◆ Page excerpt:
Chiral—pronounced Kai-ral after the Greek letter Chi—is not a word Hideo Kojima made up while developing Death Stranding. Sam Bridges' Chiral Network is complete nonsense, obviously, but chirality is a common property of molecules and even light that occurs naturally and, with a bit of help from us, is helping create the electronics of the future.
Consider the mantis shrimp, if you dare. These predatory crustaceans come in two types: the smashers with a pair of legs adapted as clubs, and the spearers who have evolved barbed tips to their appendages. What they both have in common are incredible eyes, with up to 16 types of photoreceptor cell (humans bumble around in relative darkness with only three) some of which can detect circularly polarised light, which they might possibly use to signal to one another. This circular polarisation means that while the light waves continue to move in a straight line, their electromagnetic fields rotate perpendicularly (at a right angle) to this direction. Photographers will know this from the circular polarising filters that can be screwed onto a camera lens to increase colour saturation and contrast in a scene at the cost of a little brightness.

◆ Apply what you read:
1. According to the passage on chirality, how many types of photoreceptor cell can mantis shrimp have?
2. Please decide whether each statement agrees with the passage on chirality, answering yes or no and quoting the words that settle it. (a) Hideo Kojima coined the word "chiral" while developing Death Stranding. (b) Humans have three types of photoreceptor cell. (c) Circular polarising filters make a scene brighter.
3. Print the passage on chirality word for word, starting at "Consider the mantis" and ending at "a little brightness.".
Rely only on the passage on chirality for your answers.

◆ The data:
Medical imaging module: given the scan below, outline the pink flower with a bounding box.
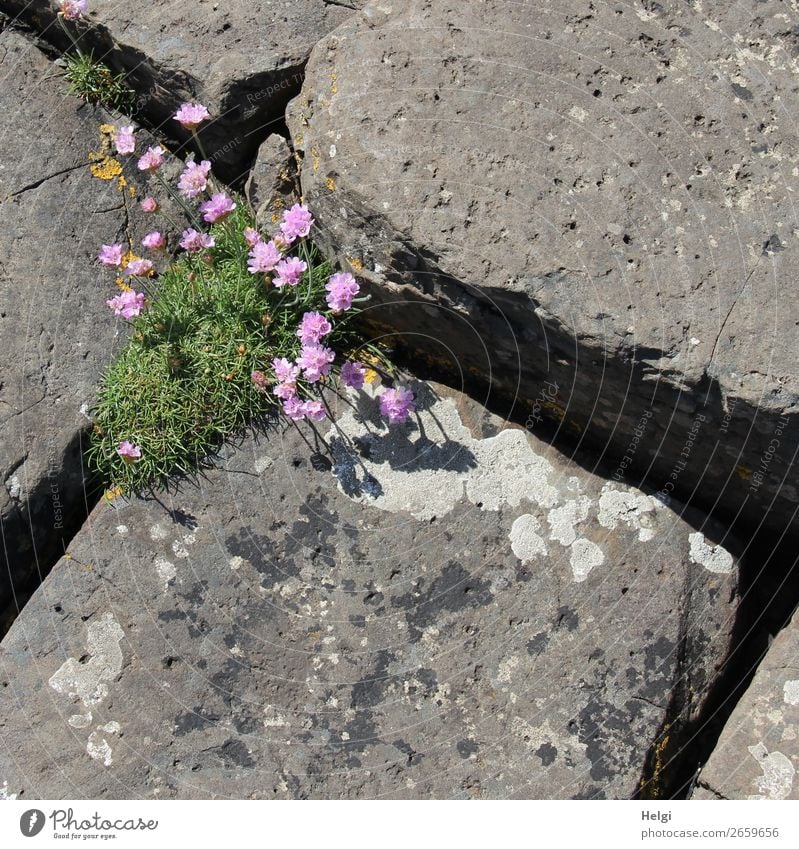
[283,395,305,422]
[250,370,269,392]
[106,289,144,318]
[341,362,366,389]
[97,245,125,268]
[200,192,236,224]
[175,103,211,130]
[138,144,166,171]
[280,203,314,244]
[297,312,333,345]
[178,159,211,198]
[247,242,281,274]
[117,439,141,463]
[244,227,262,248]
[180,227,216,254]
[302,401,327,422]
[125,259,153,277]
[272,256,308,289]
[380,386,416,424]
[141,230,166,251]
[114,124,136,154]
[297,345,336,383]
[58,0,89,21]
[272,357,300,383]
[274,383,297,401]
[325,271,361,312]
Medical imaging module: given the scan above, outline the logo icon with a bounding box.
[19,808,45,837]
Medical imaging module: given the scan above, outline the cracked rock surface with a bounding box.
[0,0,363,181]
[693,613,799,799]
[0,383,737,799]
[289,0,799,531]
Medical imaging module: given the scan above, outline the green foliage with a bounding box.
[64,51,136,114]
[89,205,356,492]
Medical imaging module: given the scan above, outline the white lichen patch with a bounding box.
[569,539,605,583]
[598,483,661,542]
[49,613,125,707]
[747,743,796,800]
[688,531,733,575]
[155,557,178,589]
[782,679,799,705]
[510,514,547,563]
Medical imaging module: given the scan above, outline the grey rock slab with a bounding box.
[0,29,177,631]
[0,0,362,181]
[692,614,799,799]
[0,383,737,798]
[289,0,799,531]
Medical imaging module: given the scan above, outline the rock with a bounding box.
[244,133,300,229]
[289,0,799,532]
[0,29,176,633]
[0,383,737,798]
[0,0,363,182]
[692,613,799,799]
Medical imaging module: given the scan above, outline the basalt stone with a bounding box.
[289,0,799,532]
[693,614,799,799]
[0,0,362,182]
[0,382,738,799]
[0,29,177,632]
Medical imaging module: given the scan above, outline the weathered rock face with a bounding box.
[693,614,799,799]
[289,0,799,530]
[0,30,180,632]
[0,384,737,798]
[0,0,363,181]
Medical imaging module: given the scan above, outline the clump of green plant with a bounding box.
[88,104,414,492]
[64,51,136,112]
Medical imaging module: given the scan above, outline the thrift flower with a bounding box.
[58,0,89,21]
[297,312,333,345]
[280,203,314,244]
[175,103,211,130]
[297,345,336,383]
[117,439,141,463]
[180,227,216,254]
[341,362,366,389]
[114,124,136,154]
[97,245,125,268]
[178,159,211,198]
[141,230,166,251]
[200,192,236,224]
[325,271,361,312]
[283,395,305,422]
[380,386,416,424]
[250,370,269,392]
[272,256,308,289]
[247,242,280,274]
[106,289,144,319]
[272,357,300,383]
[125,259,153,277]
[244,227,261,248]
[138,144,166,172]
[302,401,327,422]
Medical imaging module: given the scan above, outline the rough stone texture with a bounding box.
[0,384,737,799]
[0,30,176,633]
[244,133,300,230]
[289,0,799,531]
[693,613,799,799]
[0,0,363,181]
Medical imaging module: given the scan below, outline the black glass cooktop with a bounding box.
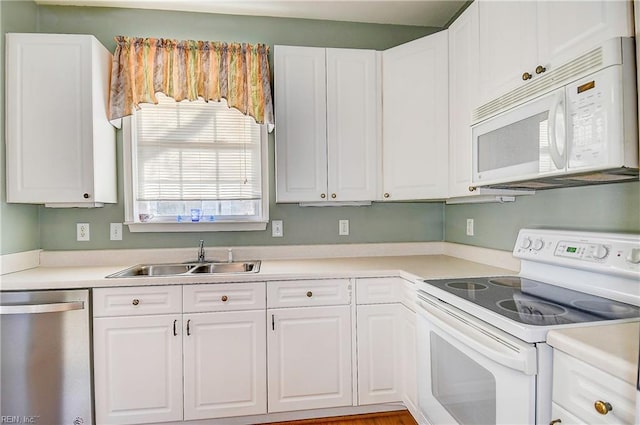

◆ Solutions to the tasks:
1. Up to 16.

2.
(a) No: "is not a word Hideo Kojima made up while developing Death Stranding"
(b) Yes: "humans bumble around in relative darkness with only three"
(c) No: "at the cost of a little brightness"

3.
Consider the mantis shrimp, if you dare. These predatory crustaceans come in two types: the smashers with a pair of legs adapted as clubs, and the spearers who have evolved barbed tips to their appendages. What they both have in common are incredible eyes, with up to 16 types of photoreceptor cell (humans bumble around in relative darkness with only three) some of which can detect circularly polarised light, which they might possibly use to signal to one another. This circular polarisation means that while the light waves continue to move in a straight line, their electromagnetic fields rotate perpendicularly (at a right angle) to this direction. Photographers will know this from the circular polarising filters that can be screwed onto a camera lens to increase colour saturation and contrast in a scene at the cost of a little brightness.